◆ **Work to be completed**: Look through the entries below and show every line containing the word "query".

Referring expression data
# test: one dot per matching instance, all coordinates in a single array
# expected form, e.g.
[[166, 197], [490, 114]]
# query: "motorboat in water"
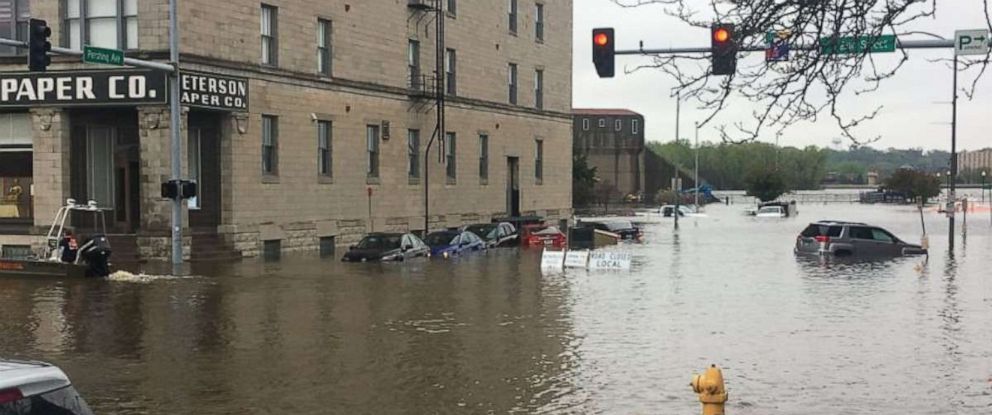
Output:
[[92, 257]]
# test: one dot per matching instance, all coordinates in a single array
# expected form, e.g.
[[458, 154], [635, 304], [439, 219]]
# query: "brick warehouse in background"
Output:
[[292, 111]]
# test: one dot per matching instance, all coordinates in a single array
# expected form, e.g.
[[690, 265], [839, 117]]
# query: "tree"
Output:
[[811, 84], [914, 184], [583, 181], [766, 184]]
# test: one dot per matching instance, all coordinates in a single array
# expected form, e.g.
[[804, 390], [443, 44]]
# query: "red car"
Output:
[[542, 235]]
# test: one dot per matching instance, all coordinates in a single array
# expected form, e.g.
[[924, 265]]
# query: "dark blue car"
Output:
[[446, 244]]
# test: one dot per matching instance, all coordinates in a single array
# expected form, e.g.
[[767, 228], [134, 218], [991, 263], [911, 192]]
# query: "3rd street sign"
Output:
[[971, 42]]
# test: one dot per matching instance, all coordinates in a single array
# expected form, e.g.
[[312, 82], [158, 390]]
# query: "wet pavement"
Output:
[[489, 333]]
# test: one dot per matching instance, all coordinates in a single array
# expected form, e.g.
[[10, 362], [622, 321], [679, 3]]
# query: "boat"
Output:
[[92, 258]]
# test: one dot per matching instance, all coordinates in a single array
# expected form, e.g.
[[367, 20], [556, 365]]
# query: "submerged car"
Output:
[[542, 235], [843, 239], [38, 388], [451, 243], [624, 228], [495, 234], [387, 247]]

◆ **Response for this exercise**:
# query: "motorboat in water"
# query: "brick warehouse in background"
# query: "tree"
# query: "red car"
# query: "dark blue car"
# query: "3rd street sign"
# query: "wet pavement"
# query: "boat"
# query: "submerged car"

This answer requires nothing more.